*Exercise objective*. Pick out every line in the records below that contains the word "golden" and copy each one, matching case exactly.

*Dataset rows*.
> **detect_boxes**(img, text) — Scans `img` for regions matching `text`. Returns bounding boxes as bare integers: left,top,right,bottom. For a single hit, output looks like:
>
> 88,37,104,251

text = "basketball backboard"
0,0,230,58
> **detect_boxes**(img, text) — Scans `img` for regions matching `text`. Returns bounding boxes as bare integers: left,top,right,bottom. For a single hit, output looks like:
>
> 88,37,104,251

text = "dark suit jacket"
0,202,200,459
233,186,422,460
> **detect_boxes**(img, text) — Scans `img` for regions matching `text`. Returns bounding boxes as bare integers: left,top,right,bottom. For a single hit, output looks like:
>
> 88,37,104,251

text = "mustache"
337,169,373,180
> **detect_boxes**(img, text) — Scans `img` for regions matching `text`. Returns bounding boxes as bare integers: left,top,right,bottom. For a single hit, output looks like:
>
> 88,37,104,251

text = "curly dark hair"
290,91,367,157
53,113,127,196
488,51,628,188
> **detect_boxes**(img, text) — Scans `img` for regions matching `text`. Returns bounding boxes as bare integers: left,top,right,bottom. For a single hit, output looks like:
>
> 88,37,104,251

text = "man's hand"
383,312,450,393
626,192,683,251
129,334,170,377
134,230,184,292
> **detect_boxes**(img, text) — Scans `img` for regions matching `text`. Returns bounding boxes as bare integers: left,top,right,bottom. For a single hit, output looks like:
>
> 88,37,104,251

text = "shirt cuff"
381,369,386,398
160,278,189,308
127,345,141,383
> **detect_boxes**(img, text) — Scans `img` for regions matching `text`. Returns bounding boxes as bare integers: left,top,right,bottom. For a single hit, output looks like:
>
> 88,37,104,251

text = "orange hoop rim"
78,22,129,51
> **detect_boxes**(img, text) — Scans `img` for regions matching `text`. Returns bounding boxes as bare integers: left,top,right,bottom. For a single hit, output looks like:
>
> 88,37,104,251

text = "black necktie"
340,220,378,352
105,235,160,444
---
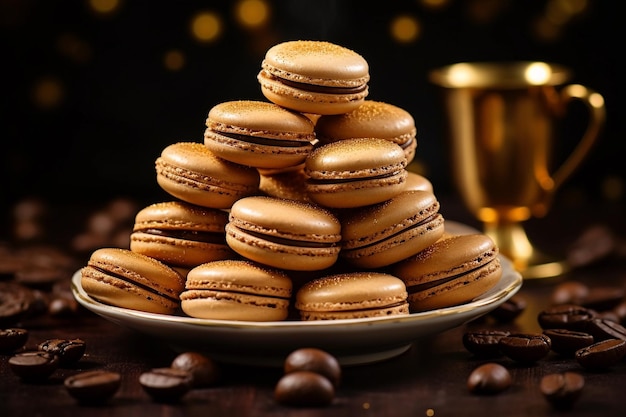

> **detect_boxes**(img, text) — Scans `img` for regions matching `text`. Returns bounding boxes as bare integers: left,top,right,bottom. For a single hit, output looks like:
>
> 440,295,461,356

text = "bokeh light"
---
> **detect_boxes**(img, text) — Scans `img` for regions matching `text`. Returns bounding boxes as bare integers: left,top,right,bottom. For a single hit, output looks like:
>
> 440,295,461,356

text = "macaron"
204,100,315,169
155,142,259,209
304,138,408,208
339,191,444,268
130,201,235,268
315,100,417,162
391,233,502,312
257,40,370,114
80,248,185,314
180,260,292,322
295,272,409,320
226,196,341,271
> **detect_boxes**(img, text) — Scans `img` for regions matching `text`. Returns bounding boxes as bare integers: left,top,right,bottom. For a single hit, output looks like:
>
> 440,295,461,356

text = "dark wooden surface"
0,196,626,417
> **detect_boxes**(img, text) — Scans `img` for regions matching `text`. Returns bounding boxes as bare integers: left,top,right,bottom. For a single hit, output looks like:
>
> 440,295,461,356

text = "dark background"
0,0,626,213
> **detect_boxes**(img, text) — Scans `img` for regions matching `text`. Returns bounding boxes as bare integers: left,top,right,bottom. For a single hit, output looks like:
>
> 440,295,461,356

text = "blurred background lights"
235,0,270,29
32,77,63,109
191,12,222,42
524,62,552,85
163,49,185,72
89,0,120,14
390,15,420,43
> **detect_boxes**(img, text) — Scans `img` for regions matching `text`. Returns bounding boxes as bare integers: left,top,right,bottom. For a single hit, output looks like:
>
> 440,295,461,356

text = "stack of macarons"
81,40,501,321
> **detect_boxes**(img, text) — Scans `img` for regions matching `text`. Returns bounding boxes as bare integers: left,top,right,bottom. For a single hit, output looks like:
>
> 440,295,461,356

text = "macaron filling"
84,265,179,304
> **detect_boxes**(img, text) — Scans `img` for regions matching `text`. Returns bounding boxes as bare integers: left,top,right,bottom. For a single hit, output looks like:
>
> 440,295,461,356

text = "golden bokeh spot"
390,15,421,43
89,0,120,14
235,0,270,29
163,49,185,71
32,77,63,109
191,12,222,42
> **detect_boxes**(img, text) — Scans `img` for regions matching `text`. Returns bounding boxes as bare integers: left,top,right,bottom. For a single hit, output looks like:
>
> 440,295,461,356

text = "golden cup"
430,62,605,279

*Written answer*.
text = "golden bokeh spot"
text = "golden cup"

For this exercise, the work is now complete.